··· Information provided

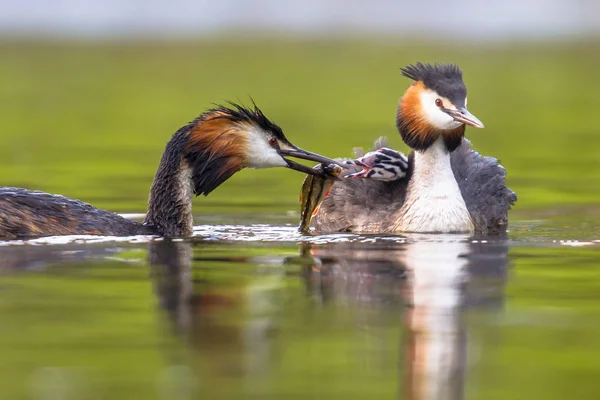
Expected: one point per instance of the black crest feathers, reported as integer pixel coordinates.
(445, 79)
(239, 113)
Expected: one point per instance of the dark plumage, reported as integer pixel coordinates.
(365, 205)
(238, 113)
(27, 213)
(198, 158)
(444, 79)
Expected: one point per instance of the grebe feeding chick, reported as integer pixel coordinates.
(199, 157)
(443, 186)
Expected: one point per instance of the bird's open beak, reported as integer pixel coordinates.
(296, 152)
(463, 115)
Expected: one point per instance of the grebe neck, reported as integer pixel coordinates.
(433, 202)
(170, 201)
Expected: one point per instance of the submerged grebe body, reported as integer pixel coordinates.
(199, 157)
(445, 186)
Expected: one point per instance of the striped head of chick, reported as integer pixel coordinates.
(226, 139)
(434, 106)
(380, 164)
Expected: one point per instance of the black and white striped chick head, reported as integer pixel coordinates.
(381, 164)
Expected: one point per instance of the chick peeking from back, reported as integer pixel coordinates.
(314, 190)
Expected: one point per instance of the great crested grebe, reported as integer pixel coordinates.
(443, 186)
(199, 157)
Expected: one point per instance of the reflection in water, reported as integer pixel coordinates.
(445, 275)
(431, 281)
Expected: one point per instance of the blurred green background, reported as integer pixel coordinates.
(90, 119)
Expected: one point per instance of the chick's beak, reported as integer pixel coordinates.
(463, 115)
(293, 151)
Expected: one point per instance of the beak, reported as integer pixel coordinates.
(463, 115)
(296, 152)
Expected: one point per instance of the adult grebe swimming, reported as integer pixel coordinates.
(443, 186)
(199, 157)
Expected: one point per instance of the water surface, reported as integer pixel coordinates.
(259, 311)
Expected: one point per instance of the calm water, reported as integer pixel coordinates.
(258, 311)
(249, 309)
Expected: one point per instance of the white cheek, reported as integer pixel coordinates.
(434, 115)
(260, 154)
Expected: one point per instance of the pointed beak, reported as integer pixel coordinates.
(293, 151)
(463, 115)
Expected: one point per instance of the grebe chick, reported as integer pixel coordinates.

······
··· Information provided

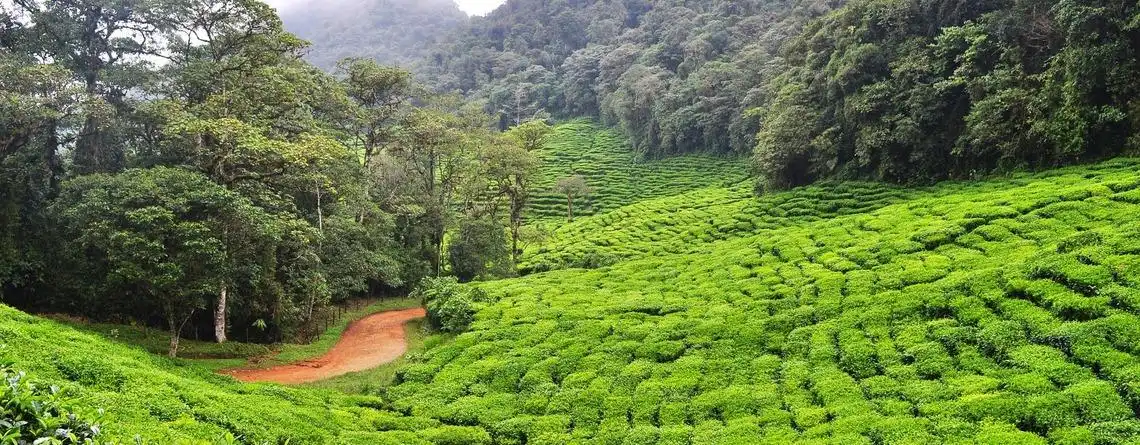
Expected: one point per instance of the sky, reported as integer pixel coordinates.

······

Using the entries above, give again exactly the lines from the line holding "Expected: one point per instance of the pointed" through the line holding "Expected: one point per instance of the grebe chick, reported". Include both end lines and nothing else.

Expected: one point per instance of the pointed beak, reported as integer pixel coordinates.
(293, 151)
(463, 115)
Expected: one point per instance of the grebe chick, reported as integer pixel coordinates.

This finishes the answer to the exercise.